Short task:
Convert the lines of the items below into a JSON list of strings, one string per line, with blank lines left out.

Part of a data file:
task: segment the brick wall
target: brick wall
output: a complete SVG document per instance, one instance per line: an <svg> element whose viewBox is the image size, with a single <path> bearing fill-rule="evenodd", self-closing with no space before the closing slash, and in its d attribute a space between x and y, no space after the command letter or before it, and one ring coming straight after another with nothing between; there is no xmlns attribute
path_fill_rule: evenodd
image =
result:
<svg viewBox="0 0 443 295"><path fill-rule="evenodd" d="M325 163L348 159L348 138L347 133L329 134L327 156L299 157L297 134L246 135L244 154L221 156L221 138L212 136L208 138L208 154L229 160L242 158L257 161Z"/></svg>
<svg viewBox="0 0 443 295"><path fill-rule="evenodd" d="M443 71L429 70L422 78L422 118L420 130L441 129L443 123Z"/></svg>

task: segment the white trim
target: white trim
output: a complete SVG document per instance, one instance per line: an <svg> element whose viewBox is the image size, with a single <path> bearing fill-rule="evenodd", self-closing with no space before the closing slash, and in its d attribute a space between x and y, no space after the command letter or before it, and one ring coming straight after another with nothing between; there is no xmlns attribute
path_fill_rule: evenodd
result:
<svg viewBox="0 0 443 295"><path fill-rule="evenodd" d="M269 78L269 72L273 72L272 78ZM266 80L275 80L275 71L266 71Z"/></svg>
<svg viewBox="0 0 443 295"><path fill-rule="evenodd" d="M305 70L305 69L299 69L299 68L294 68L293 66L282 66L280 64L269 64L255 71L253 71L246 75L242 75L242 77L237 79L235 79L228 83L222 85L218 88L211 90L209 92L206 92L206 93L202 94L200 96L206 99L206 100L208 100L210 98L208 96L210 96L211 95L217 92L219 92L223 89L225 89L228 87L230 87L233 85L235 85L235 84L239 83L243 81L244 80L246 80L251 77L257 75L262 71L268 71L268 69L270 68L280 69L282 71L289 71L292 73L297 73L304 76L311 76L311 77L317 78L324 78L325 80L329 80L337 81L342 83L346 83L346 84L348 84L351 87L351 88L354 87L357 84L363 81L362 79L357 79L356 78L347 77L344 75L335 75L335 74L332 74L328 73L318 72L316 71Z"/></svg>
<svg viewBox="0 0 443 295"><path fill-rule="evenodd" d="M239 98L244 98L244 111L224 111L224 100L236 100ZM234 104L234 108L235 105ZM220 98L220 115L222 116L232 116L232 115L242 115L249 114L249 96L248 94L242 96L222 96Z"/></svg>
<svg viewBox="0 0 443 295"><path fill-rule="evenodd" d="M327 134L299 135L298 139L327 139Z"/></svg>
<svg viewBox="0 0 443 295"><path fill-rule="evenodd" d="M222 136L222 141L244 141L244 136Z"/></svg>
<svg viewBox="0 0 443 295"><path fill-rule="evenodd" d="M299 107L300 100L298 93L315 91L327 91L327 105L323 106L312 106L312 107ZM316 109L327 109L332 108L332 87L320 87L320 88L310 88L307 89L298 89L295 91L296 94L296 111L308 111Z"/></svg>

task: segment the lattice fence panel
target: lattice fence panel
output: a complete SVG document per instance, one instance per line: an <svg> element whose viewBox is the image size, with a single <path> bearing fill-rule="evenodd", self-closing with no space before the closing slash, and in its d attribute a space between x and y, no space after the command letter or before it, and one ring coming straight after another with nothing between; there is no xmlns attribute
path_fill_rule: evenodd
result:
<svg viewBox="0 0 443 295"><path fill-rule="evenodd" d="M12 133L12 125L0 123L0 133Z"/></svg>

Task response:
[
  "task: segment the brick wall",
  "target: brick wall",
  "output: a complete SVG document per instance, one instance per line: an <svg> element whose viewBox is the image size, with a single <path> bearing fill-rule=\"evenodd\", self-closing with no space before the closing slash, and in its d attribute a space between x and y, no space after the command letter or before it, and one ring coming straight after another with nothing between; there is no xmlns attribute",
  "path_fill_rule: evenodd",
  "image =",
  "result:",
  "<svg viewBox=\"0 0 443 295\"><path fill-rule=\"evenodd\" d=\"M325 163L348 159L348 138L347 133L329 134L327 156L299 157L297 134L246 135L244 154L221 156L221 138L212 136L208 138L208 154L229 160L242 158L257 161Z\"/></svg>",
  "<svg viewBox=\"0 0 443 295\"><path fill-rule=\"evenodd\" d=\"M443 71L429 70L422 78L422 118L420 130L441 129L443 123Z\"/></svg>",
  "task: segment the white trim",
  "target: white trim",
  "output: a complete SVG document per instance, one instance per line: an <svg> element whose viewBox is the image size, with a single <path> bearing fill-rule=\"evenodd\", self-closing with no space before the closing slash, and in its d attribute a space between x and y, no space after the command letter or before it, and one ring coming straight after another with nothing between; there is no xmlns attribute",
  "path_fill_rule: evenodd",
  "result:",
  "<svg viewBox=\"0 0 443 295\"><path fill-rule=\"evenodd\" d=\"M269 78L269 72L273 72L272 78ZM266 80L275 80L275 71L266 71Z\"/></svg>",
  "<svg viewBox=\"0 0 443 295\"><path fill-rule=\"evenodd\" d=\"M305 70L305 69L299 69L299 68L294 68L293 66L282 66L280 64L269 64L255 71L253 71L246 75L242 75L242 77L237 79L235 79L228 83L222 85L218 88L211 90L209 92L206 92L206 93L202 94L200 96L206 99L206 100L208 100L210 98L208 96L210 96L211 95L217 92L219 92L223 89L225 89L228 87L230 87L233 85L235 85L235 84L239 83L243 81L244 80L246 80L251 77L257 75L262 71L268 71L268 69L270 68L280 69L282 71L289 71L292 73L297 73L304 76L311 76L311 77L317 78L324 78L325 80L329 80L337 81L342 83L346 83L346 84L348 84L351 87L351 88L354 87L357 84L363 81L362 79L357 79L356 78L347 77L344 75L335 75L335 74L332 74L328 73L318 72L316 71Z\"/></svg>",
  "<svg viewBox=\"0 0 443 295\"><path fill-rule=\"evenodd\" d=\"M239 98L244 98L244 111L224 111L224 100L236 100ZM234 104L234 108L235 105ZM220 98L220 115L222 116L232 116L232 115L242 115L249 114L249 96L248 94L242 96L222 96Z\"/></svg>",
  "<svg viewBox=\"0 0 443 295\"><path fill-rule=\"evenodd\" d=\"M327 134L299 135L298 139L327 139Z\"/></svg>",
  "<svg viewBox=\"0 0 443 295\"><path fill-rule=\"evenodd\" d=\"M222 136L222 141L244 141L244 136Z\"/></svg>",
  "<svg viewBox=\"0 0 443 295\"><path fill-rule=\"evenodd\" d=\"M299 107L300 100L298 93L315 91L327 91L327 105L323 106L312 106L312 107ZM316 109L327 109L332 108L332 87L320 87L320 88L310 88L307 89L298 89L295 91L296 94L296 111L308 111Z\"/></svg>",
  "task: segment the lattice fence panel",
  "target: lattice fence panel",
  "output: a complete SVG document per instance, one instance per line: an <svg> element whose viewBox is the image size, with a single <path> bearing fill-rule=\"evenodd\", self-closing with no space before the closing slash, and in its d attribute a space between x and y, no space after the command letter or before it, and one ring coming straight after another with nothing between; there is no xmlns attribute",
  "path_fill_rule: evenodd",
  "result:",
  "<svg viewBox=\"0 0 443 295\"><path fill-rule=\"evenodd\" d=\"M12 133L12 125L0 123L0 133Z\"/></svg>"
]